## WORK ORDER:
Please return every line of the records below that contains the word "concrete".

## DATA EXCERPTS:
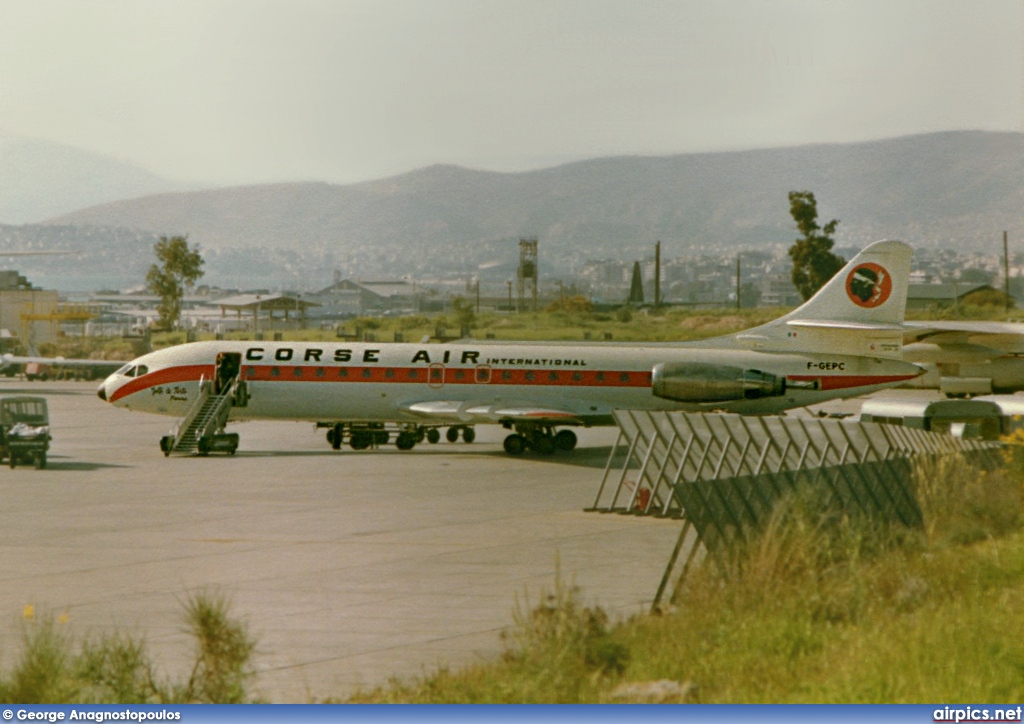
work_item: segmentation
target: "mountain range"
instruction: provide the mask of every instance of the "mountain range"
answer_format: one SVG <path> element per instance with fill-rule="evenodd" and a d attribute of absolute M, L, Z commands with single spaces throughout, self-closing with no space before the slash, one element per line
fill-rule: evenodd
<path fill-rule="evenodd" d="M 185 188 L 109 156 L 0 133 L 0 221 L 8 224 Z"/>
<path fill-rule="evenodd" d="M 147 183 L 129 177 L 126 187 Z M 840 220 L 840 246 L 898 238 L 996 253 L 1003 230 L 1024 236 L 1024 134 L 951 131 L 521 173 L 431 166 L 350 185 L 141 191 L 148 195 L 0 225 L 0 246 L 77 248 L 73 265 L 26 259 L 19 267 L 59 278 L 58 288 L 119 287 L 141 282 L 159 235 L 187 234 L 206 259 L 204 281 L 309 289 L 328 284 L 334 270 L 500 281 L 514 272 L 518 239 L 537 237 L 550 279 L 588 259 L 648 256 L 655 240 L 668 256 L 789 246 L 792 190 L 815 193 L 822 223 Z"/>

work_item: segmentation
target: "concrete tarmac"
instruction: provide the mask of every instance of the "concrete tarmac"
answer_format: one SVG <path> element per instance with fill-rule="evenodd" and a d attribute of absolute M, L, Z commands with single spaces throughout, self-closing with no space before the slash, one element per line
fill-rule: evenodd
<path fill-rule="evenodd" d="M 585 513 L 615 429 L 572 455 L 511 458 L 505 431 L 477 442 L 335 452 L 308 423 L 233 425 L 234 457 L 165 458 L 172 418 L 101 402 L 97 383 L 0 383 L 42 395 L 49 467 L 0 468 L 0 654 L 23 611 L 69 633 L 143 637 L 163 675 L 188 677 L 182 601 L 223 594 L 258 638 L 253 692 L 343 697 L 504 648 L 517 599 L 560 570 L 582 600 L 644 612 L 678 521 Z"/>

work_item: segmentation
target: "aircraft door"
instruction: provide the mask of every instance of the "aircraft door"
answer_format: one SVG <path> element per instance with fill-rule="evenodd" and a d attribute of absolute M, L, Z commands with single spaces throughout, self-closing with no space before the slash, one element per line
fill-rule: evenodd
<path fill-rule="evenodd" d="M 444 387 L 444 365 L 440 362 L 435 362 L 430 365 L 427 370 L 427 384 L 433 387 L 435 390 L 439 390 Z"/>
<path fill-rule="evenodd" d="M 213 394 L 220 395 L 231 389 L 242 370 L 242 355 L 238 352 L 220 352 L 213 373 Z"/>

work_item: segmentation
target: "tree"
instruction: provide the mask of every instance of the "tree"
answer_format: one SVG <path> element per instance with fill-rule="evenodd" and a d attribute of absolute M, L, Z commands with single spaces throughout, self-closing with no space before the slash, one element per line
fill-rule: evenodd
<path fill-rule="evenodd" d="M 744 309 L 756 307 L 761 303 L 761 287 L 754 282 L 743 282 L 740 286 L 740 306 Z"/>
<path fill-rule="evenodd" d="M 806 300 L 846 263 L 843 257 L 832 253 L 835 244 L 832 235 L 839 220 L 832 219 L 824 227 L 818 226 L 818 202 L 810 191 L 789 192 L 789 213 L 804 235 L 789 248 L 789 258 L 793 260 L 793 286 Z"/>
<path fill-rule="evenodd" d="M 153 264 L 146 274 L 146 286 L 160 297 L 160 326 L 174 329 L 181 319 L 181 300 L 186 287 L 203 276 L 203 258 L 199 248 L 189 249 L 187 236 L 161 236 L 153 245 L 159 265 Z"/>
<path fill-rule="evenodd" d="M 640 262 L 633 262 L 633 279 L 629 284 L 629 298 L 627 304 L 644 303 L 644 277 L 640 272 Z"/>

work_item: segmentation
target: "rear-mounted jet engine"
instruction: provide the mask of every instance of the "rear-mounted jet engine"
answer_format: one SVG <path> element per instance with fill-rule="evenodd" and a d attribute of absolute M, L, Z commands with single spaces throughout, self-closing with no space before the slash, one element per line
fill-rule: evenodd
<path fill-rule="evenodd" d="M 786 394 L 784 376 L 701 362 L 656 364 L 651 382 L 656 397 L 676 402 L 756 400 Z"/>

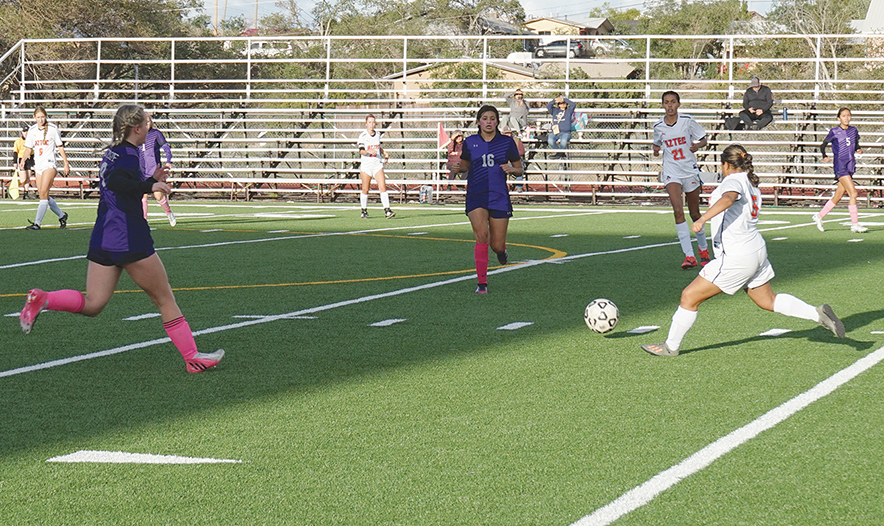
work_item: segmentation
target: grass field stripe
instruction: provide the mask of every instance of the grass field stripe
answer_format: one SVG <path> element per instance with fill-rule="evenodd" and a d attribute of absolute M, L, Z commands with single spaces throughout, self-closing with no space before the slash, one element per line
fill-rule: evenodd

## SOLUTION:
target: "concrete tarmac"
instruction: provide the mask of every instance of the "concrete tarmac"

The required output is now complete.